:: Exercise set ::
a) Please answer these questions about the digital yuan letter.
(i) Who wrote this week's guest post, and which firm did he found?
(ii) What charge do traditional credit and debit card systems impose on merchants?
(iii) Which newspaper reported that WeChat had added "Digital RMB" to its WeChat Pay "Wallet"?
b) Carry the digital yuan letter forward from its last sentence.

:: Excerpt ::

Letter From Shanghai No 811 – Digital RMB only
This week we feature another guest post from John Browning, founding partner of Hong Kong commodity and financial futures broker BANDS Financial. It’s the latest in his ongoing reporting on the development by the People’s Bank of China (PBOC) of e-CNY, its digital yuan*. We last wrote about it here.
On Sunday (01-09-2022), I read a long article published on Yahoo Finance discussing the outlook for the use of cash, which seemed not to mention China at all in its discussion of the emergence of central bank digital currencies. I don’t know what you use, but my sense is that outside of China most countries, prompted by a covid reluctance to handle physical cash, have moved to a combination of Touch-and-Go style swiping of credit or debit cards or using their phones into which the same card data has been shared.
In China, the dominant apps are WeChat and Alipay, which debit your bank either directly, or you can hold cash in your WeChat or Alipay wallet on your phone. The apps have a quasi-banking feel into which WeChat and Alipay have offered services that compete with traditional banks. With over a billion domestic users, WeChat and Alipay dominate the market as transfer costs are zero/free within their respective ecosystems as opposed to the 2-4% imposed on merchants by traditional credit and debit cards systems.
The Beijing Daily stated last week that WeChat has upgraded its app to include “Digital RMB” in its WeChat Pay “Wallet” and that a “Payment with Digital RMB” option has been added to the WeChat “Receipt and Payment” page. I can confirm that my own WeChat does not have the upgrade, but I expect that it will do soon.

Point localization records:
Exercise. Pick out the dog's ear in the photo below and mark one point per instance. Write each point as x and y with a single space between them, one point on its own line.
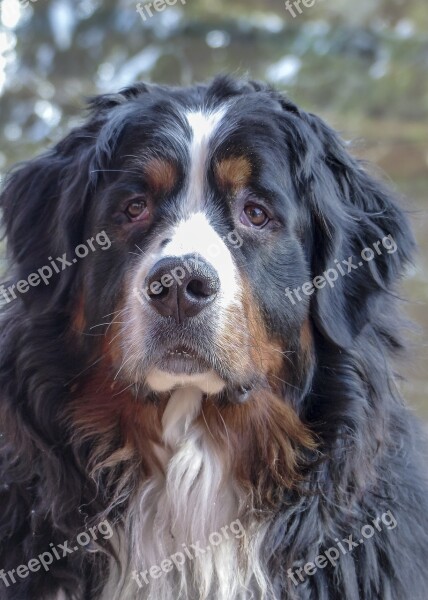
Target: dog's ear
354 216
44 201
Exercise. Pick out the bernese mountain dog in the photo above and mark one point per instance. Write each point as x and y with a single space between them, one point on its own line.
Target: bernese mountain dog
197 392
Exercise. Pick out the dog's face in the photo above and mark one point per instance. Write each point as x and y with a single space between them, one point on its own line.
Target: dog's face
206 233
215 200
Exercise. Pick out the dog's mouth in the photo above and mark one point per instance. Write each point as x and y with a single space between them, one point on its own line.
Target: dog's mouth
182 360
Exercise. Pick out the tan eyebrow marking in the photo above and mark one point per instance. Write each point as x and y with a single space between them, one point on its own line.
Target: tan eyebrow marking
233 173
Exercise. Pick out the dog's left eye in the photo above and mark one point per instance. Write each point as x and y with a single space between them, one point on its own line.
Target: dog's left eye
254 216
137 210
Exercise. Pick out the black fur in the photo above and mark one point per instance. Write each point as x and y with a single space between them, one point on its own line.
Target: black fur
371 446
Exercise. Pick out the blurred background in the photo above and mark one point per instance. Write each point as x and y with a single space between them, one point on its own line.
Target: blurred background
362 65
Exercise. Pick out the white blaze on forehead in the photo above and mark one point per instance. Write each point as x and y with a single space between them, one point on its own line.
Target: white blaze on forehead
203 126
196 235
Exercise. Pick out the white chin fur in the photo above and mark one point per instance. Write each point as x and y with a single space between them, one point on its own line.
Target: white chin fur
162 381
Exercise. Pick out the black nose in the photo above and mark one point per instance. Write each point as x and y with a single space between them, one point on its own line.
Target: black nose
181 287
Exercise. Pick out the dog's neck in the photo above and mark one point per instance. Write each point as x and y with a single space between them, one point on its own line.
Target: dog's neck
183 513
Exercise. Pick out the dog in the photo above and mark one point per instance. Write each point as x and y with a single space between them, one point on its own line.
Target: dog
198 335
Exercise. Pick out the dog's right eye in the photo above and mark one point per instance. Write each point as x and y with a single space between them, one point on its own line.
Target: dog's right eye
137 210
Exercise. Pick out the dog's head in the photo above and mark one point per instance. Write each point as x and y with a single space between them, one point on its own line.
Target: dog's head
191 224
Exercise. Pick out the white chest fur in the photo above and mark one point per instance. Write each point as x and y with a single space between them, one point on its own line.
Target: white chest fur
182 536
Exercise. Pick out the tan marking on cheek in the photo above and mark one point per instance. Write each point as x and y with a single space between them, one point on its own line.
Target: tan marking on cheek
265 351
233 173
161 175
119 427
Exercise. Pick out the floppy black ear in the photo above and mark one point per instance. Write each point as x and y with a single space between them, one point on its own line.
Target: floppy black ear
350 211
44 201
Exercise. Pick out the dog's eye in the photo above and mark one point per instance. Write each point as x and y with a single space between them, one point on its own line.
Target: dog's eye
137 210
254 216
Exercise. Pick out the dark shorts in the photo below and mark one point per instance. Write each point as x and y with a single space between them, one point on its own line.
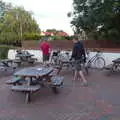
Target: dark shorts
77 65
45 57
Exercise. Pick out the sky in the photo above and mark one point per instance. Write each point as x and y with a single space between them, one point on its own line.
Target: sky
48 13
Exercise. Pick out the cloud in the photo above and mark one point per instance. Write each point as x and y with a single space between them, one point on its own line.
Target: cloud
48 13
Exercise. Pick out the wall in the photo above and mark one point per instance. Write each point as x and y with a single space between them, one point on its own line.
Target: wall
65 44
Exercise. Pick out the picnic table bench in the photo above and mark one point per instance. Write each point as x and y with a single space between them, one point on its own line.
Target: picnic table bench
115 67
32 79
6 63
24 56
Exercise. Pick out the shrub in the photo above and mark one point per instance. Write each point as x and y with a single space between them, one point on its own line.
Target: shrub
31 36
4 52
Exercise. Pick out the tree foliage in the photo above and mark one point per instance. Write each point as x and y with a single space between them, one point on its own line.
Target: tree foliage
15 23
98 18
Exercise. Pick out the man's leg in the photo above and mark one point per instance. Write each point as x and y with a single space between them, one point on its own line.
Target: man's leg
75 75
82 77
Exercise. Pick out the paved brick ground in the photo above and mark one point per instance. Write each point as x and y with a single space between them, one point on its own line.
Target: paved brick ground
99 101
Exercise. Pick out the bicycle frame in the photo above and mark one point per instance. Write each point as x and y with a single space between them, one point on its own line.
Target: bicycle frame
94 57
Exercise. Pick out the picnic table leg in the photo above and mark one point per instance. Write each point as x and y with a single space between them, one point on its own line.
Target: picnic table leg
60 68
27 97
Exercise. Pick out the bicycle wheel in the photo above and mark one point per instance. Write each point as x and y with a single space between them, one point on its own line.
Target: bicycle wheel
99 63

:: Responses for each task ::
a)
(i) John Browning, a founding partner of BANDS Financial.
(ii) 2-4%.
(iii) The Beijing Daily.

b)
However, I can confirm the national E-CNY wallet is available for download on my iPhone App Store this morning. The developer is the People’s Bank of China Digital Money Research Institute. The transfer of RMB from phone-to-phone or person-to-person should work without the presence of an internet connection―or the intermediation of having a bank account or WeChat or Alipay or being present in China for that matter. This now marks the start of China’s effort to retire the holding of physical cash and use digital RMB only, the implications of which are unimaginably huge.
* It helps to understand the nuances of Chinese currency, which has three currency symbols. RMB stands for Renminbi, the official currency of China. CNY is Chinese Yuan Renminbi, the money used on the Chinese mainland. CNH denotes the Chinese Yuan Renminbi used for exchange outside of the mainland.